Aim of the exercise: Restate the material verbatim, every line included.

Segment Start: Records shown

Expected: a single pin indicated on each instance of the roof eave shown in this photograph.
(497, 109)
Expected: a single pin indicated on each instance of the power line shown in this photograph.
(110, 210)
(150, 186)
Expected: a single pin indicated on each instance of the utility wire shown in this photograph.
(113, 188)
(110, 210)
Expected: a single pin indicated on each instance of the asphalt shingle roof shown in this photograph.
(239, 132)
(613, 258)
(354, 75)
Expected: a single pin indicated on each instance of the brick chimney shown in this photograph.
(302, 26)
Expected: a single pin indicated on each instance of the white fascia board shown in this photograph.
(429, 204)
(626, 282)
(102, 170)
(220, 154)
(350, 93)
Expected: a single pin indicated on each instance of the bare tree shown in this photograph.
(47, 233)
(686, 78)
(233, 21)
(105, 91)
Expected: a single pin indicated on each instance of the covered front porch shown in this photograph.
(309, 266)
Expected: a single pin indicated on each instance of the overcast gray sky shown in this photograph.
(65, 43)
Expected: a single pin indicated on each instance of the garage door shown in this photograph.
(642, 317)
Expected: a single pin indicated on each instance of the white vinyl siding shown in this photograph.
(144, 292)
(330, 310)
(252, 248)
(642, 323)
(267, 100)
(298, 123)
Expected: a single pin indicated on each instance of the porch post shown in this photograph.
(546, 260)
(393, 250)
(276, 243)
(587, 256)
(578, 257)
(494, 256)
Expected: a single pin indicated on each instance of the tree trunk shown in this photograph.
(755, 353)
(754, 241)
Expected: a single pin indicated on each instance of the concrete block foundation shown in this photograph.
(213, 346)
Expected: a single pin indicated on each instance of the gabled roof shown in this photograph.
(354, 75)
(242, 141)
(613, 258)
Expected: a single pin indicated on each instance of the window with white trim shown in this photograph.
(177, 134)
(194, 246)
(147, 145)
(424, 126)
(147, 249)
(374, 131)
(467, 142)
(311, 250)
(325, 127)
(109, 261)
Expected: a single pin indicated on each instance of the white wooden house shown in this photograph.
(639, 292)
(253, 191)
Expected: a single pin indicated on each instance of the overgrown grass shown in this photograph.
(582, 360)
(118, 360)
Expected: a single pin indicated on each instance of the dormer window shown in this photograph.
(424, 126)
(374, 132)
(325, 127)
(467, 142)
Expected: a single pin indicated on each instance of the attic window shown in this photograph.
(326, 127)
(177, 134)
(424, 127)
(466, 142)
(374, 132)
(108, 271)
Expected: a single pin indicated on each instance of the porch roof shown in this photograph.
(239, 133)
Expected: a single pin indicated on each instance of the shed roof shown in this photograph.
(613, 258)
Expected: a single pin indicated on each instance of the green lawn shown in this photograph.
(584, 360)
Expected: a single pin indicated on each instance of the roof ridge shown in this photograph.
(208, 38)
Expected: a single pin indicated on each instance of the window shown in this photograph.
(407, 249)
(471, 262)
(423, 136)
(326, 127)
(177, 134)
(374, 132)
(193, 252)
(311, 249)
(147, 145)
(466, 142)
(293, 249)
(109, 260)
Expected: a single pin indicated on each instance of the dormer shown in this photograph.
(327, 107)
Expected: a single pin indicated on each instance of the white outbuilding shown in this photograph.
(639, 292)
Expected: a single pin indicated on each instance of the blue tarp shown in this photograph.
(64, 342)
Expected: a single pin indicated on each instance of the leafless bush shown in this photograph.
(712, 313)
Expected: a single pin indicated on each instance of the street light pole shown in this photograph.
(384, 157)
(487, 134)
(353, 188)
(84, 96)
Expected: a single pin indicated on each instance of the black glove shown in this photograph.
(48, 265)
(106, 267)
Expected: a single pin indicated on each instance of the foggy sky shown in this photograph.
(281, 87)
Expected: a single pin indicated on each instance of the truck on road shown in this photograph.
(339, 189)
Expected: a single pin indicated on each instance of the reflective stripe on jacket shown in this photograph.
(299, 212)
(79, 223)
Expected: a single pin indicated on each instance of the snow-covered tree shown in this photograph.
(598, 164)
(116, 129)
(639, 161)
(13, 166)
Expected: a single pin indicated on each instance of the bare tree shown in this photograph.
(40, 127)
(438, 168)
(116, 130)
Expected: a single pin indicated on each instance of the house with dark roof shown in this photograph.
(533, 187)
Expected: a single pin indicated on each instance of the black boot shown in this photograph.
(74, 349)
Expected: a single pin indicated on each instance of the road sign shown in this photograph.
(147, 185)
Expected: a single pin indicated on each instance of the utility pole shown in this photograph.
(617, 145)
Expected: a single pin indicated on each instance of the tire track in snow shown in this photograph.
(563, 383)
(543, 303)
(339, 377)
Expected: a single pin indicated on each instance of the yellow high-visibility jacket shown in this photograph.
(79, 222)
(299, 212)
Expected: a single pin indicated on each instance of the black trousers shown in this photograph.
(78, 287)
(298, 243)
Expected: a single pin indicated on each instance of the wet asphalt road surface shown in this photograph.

Segment End: Records shown

Result:
Expected: a single pin indicated on each instance of the roof eave shown in this photograph.
(497, 109)
Expected: a single pin indicated on each instance of the power line shown in this photograph.
(110, 210)
(150, 186)
Expected: a single pin indicated on each instance of the utility wire shown in this photograph.
(113, 188)
(110, 210)
Expected: a single pin indicated on each instance of the asphalt shingle roof shown in this photograph.
(239, 132)
(613, 258)
(354, 75)
Expected: a single pin indicated on each instance of the brick chimney shown in this photograph.
(302, 26)
Expected: a single pin indicated on each instance of the white fascia board shown in this photograph.
(429, 204)
(626, 282)
(102, 170)
(220, 154)
(350, 93)
Expected: a single pin indicated on each instance of the bare tree shown in this photograph.
(47, 233)
(686, 78)
(233, 21)
(105, 91)
Expected: a single pin indicated on each instance of the covered front porch shown in this photograph.
(309, 266)
Expected: a single pin indicated on each instance of the overcast gray sky shown in this photograph.
(65, 43)
Expected: a single pin indicated on each instance of the garage door shown in this photograph.
(642, 317)
Expected: a single pin indicated on each instance of the white vinyl siding shown in this photograph.
(144, 292)
(330, 310)
(252, 248)
(642, 323)
(267, 100)
(298, 123)
Expected: a single pin indicated on each instance of the porch post shown in this photograph.
(546, 260)
(393, 250)
(276, 243)
(587, 256)
(578, 257)
(494, 256)
Expected: a single pin indicated on each instance of the tree trunk shown in this photograph.
(755, 353)
(754, 241)
Expected: a single pin indicated on each instance of the concrete block foundation shown in this photograph.
(213, 346)
Expected: a single pin indicated on each instance of the gabled roof shown in this photograph.
(354, 75)
(242, 141)
(613, 258)
Expected: a single pin indicated on each instance of the window with white trim shown in this photograph.
(177, 134)
(194, 246)
(147, 145)
(424, 126)
(147, 249)
(374, 131)
(467, 142)
(311, 250)
(325, 127)
(109, 261)
Expected: a single pin indicated on each instance of the white wooden house shown in this photograph.
(639, 292)
(253, 191)
Expected: a single pin indicated on each instance of the overgrown grass shown in this photograph.
(582, 360)
(118, 360)
Expected: a single pin indicated on each instance of the dormer window shown in this photograph.
(424, 126)
(374, 132)
(325, 127)
(467, 142)
Expected: a single pin indicated on each instance of the attic window shown in this photograph.
(326, 127)
(177, 134)
(424, 127)
(466, 142)
(374, 132)
(108, 271)
Expected: a single pin indicated on each instance of the porch roof shown in this photograph.
(239, 133)
Expected: a single pin indicated on each instance of the shed roof shown in this photograph.
(613, 258)
Expected: a single pin indicated on each instance of the green lawn shown in this photograph.
(584, 360)
Expected: a single pin indicated on each instance of the roof ridge shown in this photograph.
(208, 38)
Expected: a single pin indicated on each instance of the window shown in this photograph.
(407, 249)
(471, 262)
(423, 136)
(326, 127)
(177, 134)
(374, 132)
(193, 252)
(311, 249)
(147, 145)
(466, 142)
(293, 249)
(109, 260)
Expected: a single pin indicated on each instance of the dormer shown in this photograph.
(327, 107)
Expected: a single pin indicated on each instance of the white outbuilding shown in this photograph.
(639, 292)
Expected: a single pin indicated on each instance of the blue tarp shown in this photograph.
(64, 342)
Expected: a single pin indicated on each instance of the leafless bush shown in this photograph.
(712, 313)
Expected: a single pin indicated on each instance of the street light pole shown in this photograph.
(384, 157)
(487, 134)
(353, 188)
(84, 96)
Expected: a single pin indicated on each instance of the black glove shown in this photograph.
(48, 265)
(106, 267)
Expected: a single pin indicated on each instance of the foggy sky shown in this photograph.
(281, 87)
Expected: a single pin indicated on each instance of the truck on road shown in this photograph.
(339, 189)
Expected: a single pin indicated on each instance of the reflective stripe on jacket shown in this photograph.
(299, 212)
(79, 223)
Expected: a single pin indicated on each instance of the snow-covered tree shown in this photograph.
(598, 164)
(116, 129)
(639, 161)
(13, 166)
Expected: a single pin indicated on each instance of the bare tree shown in this photograph.
(40, 127)
(438, 168)
(116, 130)
Expected: a single pin indicated on each instance of the house with dark roof shown in this photograph.
(533, 187)
Expected: a single pin indicated on each instance of the black boot shown in this photograph.
(74, 349)
Expected: a single pin indicated on each instance of the road sign shown in this photograph.
(147, 185)
Expected: a single pin indicated on each instance of the utility pole shown in this photograph.
(617, 145)
Expected: a single pin indicated on each instance of the tire track in snow shown in this photograph.
(563, 383)
(543, 303)
(339, 377)
Expected: a single pin indicated on each instance of the yellow high-visibility jacket shown in this photograph.
(79, 222)
(299, 212)
Expected: a single pin indicated on each instance of the black trousers shown in this photograph.
(78, 287)
(298, 243)
Expected: a single pin indicated on each instance of the wet asphalt road surface shown in this photograph.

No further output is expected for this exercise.